Michael Skolnik

Michael Skolnik

The last normal day of Michael’s life began like any other. He was sitting on the couch playing with the family’s new puppy. Suddenly, he inexplicably passed out. When Michael regained consciousness, the 22-year-old EMT and nursing student knew he had to get to the emergency room right away.

At the time, a doctor suggested that Michael had probably had a seizure, a side effect of Wellbutrin, an antidepressant he had been taking for smoking cessation. But a CT scan later revealed a three-millimeter dot in his brain. The Skolnik’s believe that the neurosurgeon made a quick and deadly rush to judgment. He had warned that Michael was lucky to have survived his initial seizure and that he needed surgery immediately.

“He said, it’s a very simple operation,” Patty recalls the doctor saying. “You don’t even go in the brain. All I do is go in and excise the cyst.” The Skolnik’s say the doctor claimed to have performed many such surgeries, but he later admitted in a legal deposition that Michael’s procedure had only been his second.

Whatever the case, no cyst was removed or revealed. An exhausting three-hour operation ended six hours later, and Michael was never the same again. Other physicians have since told the Skolnik’s that at most, a shunt should have been placed in Michael’s brain and that the elusive dot was likely benign. The seizure, some doctors say, was likely a bad reaction to the Wellbutrin.

Questions
**a)** List every age, size, and length of time stated in the Michael Skolnik text.
**b)** Retype the Michael Skolnik text between "Whatever the case, no" and "to the Wellbutrin.", inclusive.
**c)** In the Michael Skolnik text, what did the neurosurgeon admit in a legal deposition about how many such surgeries he had done?

Material supplied
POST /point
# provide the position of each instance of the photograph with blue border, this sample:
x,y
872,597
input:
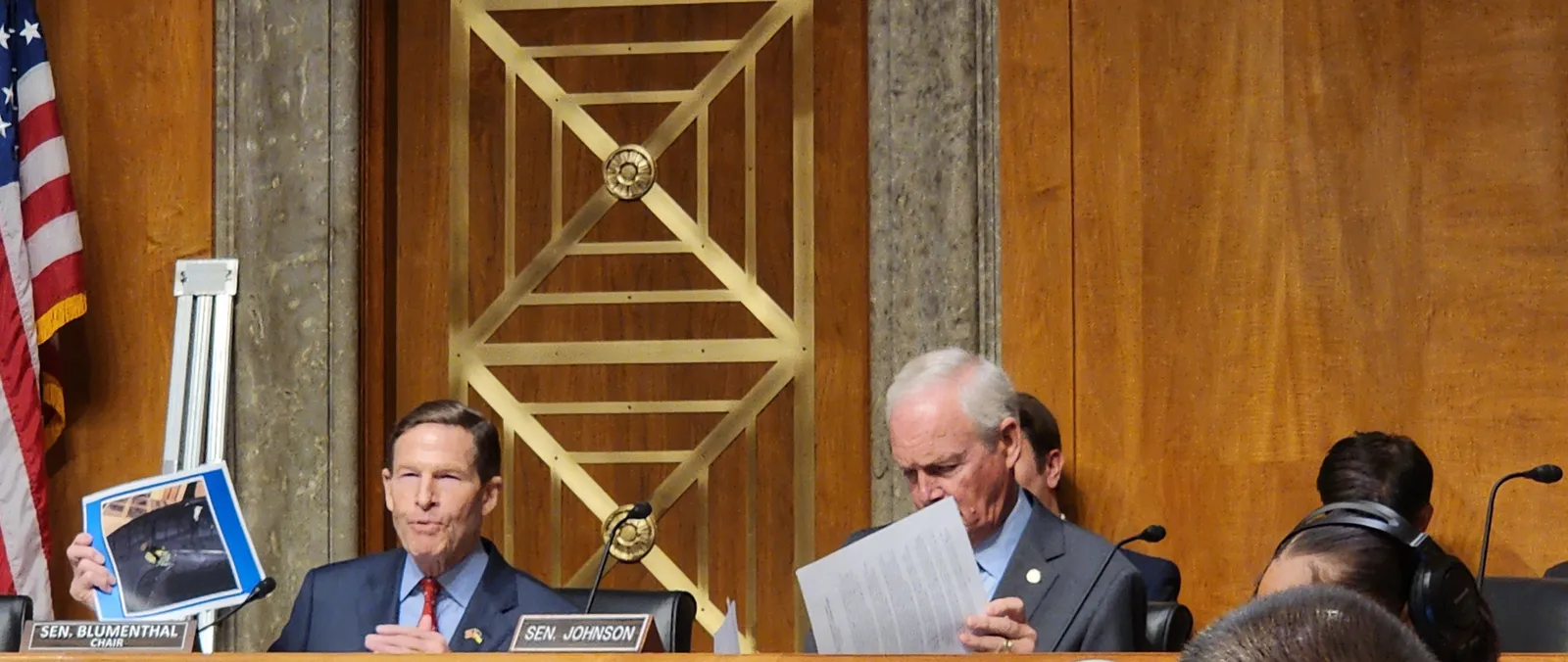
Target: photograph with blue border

--

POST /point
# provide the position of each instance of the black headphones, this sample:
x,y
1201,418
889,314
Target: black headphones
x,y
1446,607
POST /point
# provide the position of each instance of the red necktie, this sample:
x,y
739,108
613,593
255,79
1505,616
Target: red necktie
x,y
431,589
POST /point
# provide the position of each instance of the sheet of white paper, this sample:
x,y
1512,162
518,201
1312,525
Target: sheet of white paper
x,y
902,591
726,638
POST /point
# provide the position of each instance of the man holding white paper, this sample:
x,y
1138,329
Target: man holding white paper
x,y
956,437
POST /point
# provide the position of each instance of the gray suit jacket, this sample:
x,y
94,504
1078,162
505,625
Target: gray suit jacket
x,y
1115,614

Answer list
**a)**
- 22-year-old
- three-millimeter
- three-hour
- six hours

**b)**
Whatever the case, no cyst was removed or revealed. An exhausting three-hour operation ended six hours later, and Michael was never the same again. Other physicians have since told the Skolnik’s that at most, a shunt should have been placed in Michael’s brain and that the elusive dot was likely benign. The seizure, some doctors say, was likely a bad reaction to the Wellbutrin.

**c)** He admitted that Michael's procedure had been only his second.